---- Data for this exercise

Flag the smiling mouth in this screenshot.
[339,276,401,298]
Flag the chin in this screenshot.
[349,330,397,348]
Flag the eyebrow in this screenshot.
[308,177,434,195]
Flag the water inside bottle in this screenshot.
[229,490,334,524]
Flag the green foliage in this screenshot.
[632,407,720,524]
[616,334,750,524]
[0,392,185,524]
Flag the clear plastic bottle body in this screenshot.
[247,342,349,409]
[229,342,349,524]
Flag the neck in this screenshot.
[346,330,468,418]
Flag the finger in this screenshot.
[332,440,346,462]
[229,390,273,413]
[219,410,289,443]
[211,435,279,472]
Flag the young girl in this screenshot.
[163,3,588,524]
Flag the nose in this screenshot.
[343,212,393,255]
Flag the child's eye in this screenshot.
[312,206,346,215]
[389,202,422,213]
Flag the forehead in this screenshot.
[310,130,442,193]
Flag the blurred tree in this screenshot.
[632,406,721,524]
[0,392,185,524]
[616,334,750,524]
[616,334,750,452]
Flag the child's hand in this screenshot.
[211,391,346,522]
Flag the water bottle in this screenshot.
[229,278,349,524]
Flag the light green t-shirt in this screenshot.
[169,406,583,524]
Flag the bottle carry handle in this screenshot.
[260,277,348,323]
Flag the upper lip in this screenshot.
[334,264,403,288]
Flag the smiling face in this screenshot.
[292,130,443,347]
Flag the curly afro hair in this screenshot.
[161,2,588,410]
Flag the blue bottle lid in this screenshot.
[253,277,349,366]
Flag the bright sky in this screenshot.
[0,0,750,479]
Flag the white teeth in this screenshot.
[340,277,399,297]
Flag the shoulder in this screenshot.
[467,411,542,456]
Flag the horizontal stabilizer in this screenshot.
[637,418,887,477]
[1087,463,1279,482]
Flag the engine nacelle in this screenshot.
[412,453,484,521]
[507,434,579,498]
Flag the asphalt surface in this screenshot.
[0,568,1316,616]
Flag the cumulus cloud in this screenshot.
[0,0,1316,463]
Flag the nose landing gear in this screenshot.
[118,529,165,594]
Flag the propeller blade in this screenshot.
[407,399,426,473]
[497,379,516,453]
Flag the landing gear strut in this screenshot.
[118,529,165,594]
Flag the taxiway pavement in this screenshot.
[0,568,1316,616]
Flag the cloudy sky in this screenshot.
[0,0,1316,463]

--------

- Goal
Render everything from the line containing "Flag the blurred tree in this screenshot." down to the end of the items as a Markdown table with the columns "Row" and "Line", giving each line its own numbered row and omitting blank lines.

- Expected output
| Row | Line |
|---|---|
| 1 | Flag the blurred tree in this screenshot. |
| 2 | [632,406,721,524] |
| 3 | [0,392,185,524] |
| 4 | [616,334,750,524] |
| 5 | [616,334,750,452] |
| 6 | Flag the child's hand in this screenshot. |
| 7 | [211,391,346,522] |
| 8 | Flag the water bottle in this screenshot. |
| 9 | [229,278,349,524] |
| 10 | Flag the light green t-shirt in this screenshot. |
| 11 | [169,406,583,524] |
| 12 | Flag the bottle carry handle in this screenshot. |
| 13 | [260,277,348,323] |
| 14 | Flag the upper lip in this screenshot. |
| 15 | [334,264,403,288] |
| 16 | Flag the smiling face in this screenshot. |
| 17 | [292,130,443,347] |
| 18 | Flag the curly afro hair in this screenshot. |
| 19 | [161,2,588,410] |
| 20 | Flag the blue bottle lid in this screenshot. |
| 21 | [253,277,349,366] |
| 22 | Flag the bright sky in this screenshot. |
| 23 | [0,0,750,479] |
| 24 | Flag the white teeth in this screenshot. |
| 25 | [340,277,399,297] |
| 26 | Flag the shoulder in this screenshot. |
| 27 | [467,411,542,456] |
| 28 | Flag the horizontal stabilizer in this screenshot. |
| 29 | [637,418,887,477] |
| 30 | [1087,463,1279,482] |
| 31 | Flag the engine nacelle in this screenshot. |
| 32 | [412,453,484,521] |
| 33 | [507,434,579,498] |
| 34 | Flag the asphalt surface in this screenshot. |
| 35 | [0,568,1316,616] |
| 36 | Flag the cumulus cloud in this screenshot. |
| 37 | [0,0,1316,463] |
| 38 | Flag the nose landing gear in this screenshot. |
| 39 | [118,529,165,594] |
| 40 | Flag the propeller blade in this screenshot. |
| 41 | [407,399,426,473] |
| 42 | [497,379,516,453] |
| 43 | Flag the landing gear strut in this screenshot. |
| 44 | [118,529,165,594] |
| 45 | Flag the taxiway pavement in this screenshot. |
| 46 | [0,568,1316,616] |
| 47 | Flag the cloudy sky in this screenshot. |
| 48 | [0,0,1316,463] |